++++ Recorded information

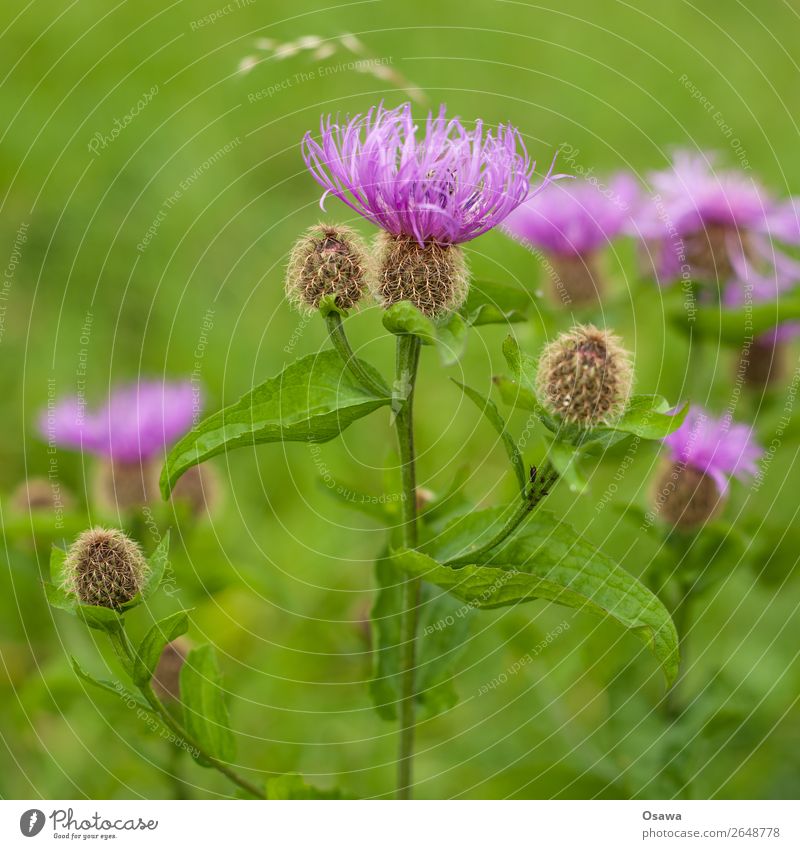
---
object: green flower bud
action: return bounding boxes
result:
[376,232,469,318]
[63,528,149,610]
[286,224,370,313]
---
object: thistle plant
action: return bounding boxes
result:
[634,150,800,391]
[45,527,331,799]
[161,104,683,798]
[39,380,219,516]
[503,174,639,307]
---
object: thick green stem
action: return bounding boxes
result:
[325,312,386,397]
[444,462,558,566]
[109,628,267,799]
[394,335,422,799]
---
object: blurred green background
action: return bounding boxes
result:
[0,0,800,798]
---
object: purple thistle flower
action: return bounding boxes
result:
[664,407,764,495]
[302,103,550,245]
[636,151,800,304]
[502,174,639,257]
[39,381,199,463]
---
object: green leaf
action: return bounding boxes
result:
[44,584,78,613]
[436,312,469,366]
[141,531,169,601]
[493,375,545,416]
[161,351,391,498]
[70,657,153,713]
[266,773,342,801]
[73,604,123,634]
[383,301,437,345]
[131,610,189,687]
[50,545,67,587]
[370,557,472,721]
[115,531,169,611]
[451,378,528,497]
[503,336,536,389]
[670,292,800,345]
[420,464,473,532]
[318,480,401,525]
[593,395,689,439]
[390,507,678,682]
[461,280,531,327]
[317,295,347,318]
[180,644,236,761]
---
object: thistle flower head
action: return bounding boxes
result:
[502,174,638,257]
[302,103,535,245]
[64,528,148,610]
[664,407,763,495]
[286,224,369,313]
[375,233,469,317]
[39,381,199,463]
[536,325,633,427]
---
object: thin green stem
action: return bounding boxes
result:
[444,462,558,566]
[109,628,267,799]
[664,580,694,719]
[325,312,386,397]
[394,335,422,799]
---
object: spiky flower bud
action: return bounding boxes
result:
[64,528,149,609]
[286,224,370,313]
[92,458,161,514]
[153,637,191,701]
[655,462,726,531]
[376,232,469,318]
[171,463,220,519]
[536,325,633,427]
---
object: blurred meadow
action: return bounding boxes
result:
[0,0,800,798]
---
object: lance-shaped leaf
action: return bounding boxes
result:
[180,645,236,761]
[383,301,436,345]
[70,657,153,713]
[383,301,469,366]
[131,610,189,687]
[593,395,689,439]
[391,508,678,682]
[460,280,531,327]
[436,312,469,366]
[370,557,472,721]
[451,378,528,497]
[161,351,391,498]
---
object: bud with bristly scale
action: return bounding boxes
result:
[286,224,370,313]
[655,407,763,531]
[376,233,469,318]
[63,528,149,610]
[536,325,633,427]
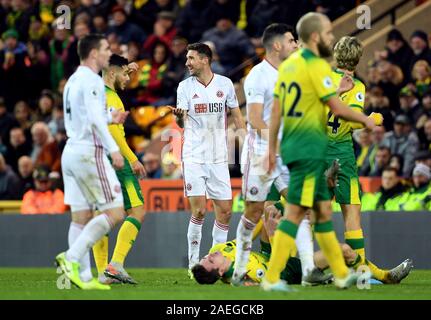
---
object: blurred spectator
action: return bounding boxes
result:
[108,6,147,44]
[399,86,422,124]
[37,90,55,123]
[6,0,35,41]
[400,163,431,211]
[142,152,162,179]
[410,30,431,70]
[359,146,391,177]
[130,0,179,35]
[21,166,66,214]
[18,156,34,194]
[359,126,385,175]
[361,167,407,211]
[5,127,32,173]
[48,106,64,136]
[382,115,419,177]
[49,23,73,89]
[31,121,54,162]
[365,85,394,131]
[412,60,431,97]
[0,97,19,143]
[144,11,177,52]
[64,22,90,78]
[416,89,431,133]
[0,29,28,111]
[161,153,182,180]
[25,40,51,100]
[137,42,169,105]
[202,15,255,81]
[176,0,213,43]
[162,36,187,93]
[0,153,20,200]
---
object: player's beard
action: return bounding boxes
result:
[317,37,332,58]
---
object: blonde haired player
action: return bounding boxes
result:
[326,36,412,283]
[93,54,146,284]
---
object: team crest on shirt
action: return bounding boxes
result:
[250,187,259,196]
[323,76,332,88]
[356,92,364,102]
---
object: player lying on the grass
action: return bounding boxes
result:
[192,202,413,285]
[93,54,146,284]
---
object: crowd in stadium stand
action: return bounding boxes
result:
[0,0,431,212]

++++++++
++++ Recorded information

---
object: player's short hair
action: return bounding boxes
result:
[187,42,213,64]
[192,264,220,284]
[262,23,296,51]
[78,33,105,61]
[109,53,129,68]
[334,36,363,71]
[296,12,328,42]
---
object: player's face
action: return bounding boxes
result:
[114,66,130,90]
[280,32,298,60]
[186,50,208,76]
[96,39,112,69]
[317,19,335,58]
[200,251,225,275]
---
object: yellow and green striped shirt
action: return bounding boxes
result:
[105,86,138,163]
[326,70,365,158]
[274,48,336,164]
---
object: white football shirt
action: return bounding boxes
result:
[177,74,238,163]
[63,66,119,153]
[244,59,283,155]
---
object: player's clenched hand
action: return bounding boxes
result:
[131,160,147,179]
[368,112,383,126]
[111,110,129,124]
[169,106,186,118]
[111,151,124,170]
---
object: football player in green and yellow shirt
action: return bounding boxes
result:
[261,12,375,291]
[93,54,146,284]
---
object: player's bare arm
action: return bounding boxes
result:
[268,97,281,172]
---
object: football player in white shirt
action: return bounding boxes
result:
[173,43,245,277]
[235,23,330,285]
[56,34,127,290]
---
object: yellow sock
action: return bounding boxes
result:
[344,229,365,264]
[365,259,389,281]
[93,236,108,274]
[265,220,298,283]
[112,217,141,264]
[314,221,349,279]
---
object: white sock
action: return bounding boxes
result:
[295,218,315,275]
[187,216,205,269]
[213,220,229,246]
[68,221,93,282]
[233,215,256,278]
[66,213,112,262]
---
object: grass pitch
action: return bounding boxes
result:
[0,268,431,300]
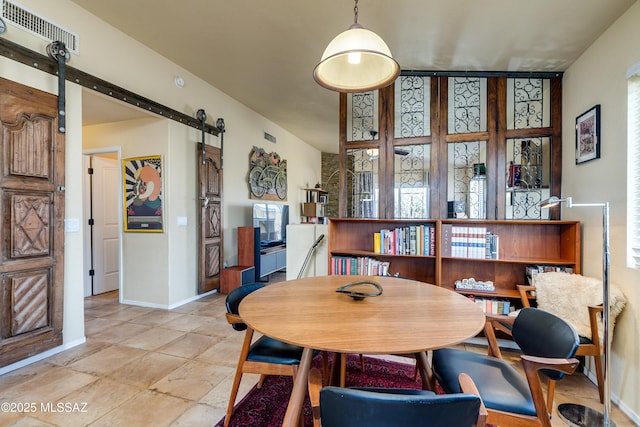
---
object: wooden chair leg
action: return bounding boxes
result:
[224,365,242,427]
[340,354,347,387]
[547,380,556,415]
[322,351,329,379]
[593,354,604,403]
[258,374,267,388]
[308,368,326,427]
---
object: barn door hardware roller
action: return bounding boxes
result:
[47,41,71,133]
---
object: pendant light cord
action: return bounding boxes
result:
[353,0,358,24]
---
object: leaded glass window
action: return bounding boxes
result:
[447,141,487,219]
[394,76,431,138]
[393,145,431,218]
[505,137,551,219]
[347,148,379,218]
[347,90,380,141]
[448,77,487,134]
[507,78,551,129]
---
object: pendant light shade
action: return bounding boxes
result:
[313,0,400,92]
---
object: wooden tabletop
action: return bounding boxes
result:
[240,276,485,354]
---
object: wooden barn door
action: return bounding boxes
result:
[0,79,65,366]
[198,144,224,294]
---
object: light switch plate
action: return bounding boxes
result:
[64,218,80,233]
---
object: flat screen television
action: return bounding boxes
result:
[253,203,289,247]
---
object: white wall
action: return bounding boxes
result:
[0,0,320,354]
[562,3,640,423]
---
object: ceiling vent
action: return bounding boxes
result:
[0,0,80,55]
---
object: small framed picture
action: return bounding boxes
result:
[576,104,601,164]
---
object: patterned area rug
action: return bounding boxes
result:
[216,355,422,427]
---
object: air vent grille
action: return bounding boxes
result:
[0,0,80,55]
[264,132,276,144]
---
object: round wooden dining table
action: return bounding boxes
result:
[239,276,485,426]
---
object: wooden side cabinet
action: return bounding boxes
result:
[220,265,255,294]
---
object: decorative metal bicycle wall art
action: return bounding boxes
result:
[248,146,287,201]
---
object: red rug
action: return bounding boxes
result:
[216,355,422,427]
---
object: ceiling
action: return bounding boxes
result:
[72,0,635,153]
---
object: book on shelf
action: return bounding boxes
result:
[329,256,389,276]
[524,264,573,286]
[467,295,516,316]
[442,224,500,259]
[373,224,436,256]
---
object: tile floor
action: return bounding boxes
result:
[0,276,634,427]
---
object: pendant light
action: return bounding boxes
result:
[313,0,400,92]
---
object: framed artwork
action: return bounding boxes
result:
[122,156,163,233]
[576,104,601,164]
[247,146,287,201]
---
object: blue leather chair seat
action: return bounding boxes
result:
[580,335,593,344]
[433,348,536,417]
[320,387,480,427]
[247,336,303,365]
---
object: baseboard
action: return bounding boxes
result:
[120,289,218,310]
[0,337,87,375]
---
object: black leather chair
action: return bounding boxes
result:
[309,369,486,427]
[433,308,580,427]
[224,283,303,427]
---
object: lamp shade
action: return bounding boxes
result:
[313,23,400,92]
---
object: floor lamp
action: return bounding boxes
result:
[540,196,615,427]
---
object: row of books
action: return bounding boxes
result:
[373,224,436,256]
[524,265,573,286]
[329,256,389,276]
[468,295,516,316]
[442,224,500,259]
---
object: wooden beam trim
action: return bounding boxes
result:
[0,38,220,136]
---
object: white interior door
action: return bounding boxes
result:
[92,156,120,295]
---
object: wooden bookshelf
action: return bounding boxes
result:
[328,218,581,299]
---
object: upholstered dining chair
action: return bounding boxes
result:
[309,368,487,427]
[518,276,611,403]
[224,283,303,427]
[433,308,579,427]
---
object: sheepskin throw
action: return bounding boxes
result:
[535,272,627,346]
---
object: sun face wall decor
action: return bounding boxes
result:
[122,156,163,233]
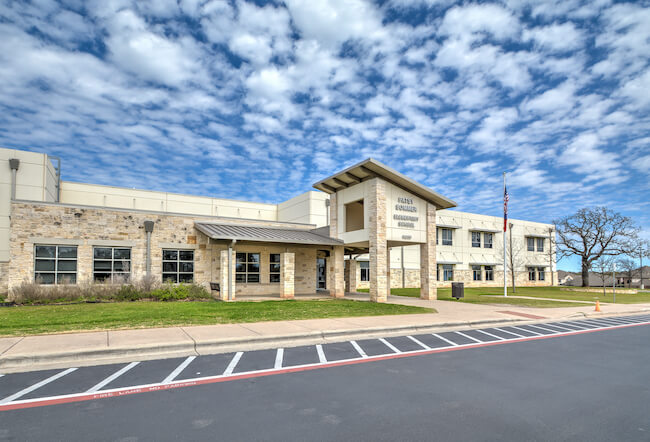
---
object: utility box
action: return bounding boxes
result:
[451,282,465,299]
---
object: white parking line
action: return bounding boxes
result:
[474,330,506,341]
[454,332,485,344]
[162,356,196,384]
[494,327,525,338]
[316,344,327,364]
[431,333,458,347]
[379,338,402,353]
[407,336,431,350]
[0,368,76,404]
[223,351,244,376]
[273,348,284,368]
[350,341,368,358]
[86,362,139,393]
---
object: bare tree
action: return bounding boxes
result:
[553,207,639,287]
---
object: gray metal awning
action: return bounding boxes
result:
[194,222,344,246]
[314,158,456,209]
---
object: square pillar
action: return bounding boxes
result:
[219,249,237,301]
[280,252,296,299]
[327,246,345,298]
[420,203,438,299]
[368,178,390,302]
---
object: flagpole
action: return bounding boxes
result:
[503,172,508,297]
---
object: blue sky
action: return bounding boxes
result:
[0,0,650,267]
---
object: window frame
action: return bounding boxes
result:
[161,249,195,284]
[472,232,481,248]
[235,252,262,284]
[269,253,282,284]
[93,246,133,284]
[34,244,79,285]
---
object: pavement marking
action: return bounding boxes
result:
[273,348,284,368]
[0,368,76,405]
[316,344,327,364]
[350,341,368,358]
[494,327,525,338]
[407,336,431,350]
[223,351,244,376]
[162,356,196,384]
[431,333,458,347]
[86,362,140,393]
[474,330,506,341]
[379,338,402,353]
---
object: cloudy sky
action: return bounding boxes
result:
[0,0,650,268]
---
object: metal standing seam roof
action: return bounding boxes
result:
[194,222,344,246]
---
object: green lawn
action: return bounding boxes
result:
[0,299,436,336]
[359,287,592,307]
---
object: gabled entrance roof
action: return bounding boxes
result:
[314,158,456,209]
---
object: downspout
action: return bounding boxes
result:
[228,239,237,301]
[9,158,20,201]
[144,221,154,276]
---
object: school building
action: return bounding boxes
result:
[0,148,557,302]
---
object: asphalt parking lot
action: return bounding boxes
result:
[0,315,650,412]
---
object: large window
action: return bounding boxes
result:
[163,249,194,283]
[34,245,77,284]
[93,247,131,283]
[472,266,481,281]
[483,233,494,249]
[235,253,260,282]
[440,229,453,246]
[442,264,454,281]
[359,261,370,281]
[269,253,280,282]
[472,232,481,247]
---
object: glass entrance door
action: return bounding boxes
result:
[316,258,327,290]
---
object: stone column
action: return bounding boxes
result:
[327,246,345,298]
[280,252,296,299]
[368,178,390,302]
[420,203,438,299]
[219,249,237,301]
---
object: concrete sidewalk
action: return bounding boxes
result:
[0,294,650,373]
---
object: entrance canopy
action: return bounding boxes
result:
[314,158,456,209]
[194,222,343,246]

++++++++

- Task to carry out: Count the lines of the items above that contain the word "football", and give only that number.

- Exercise answer: 3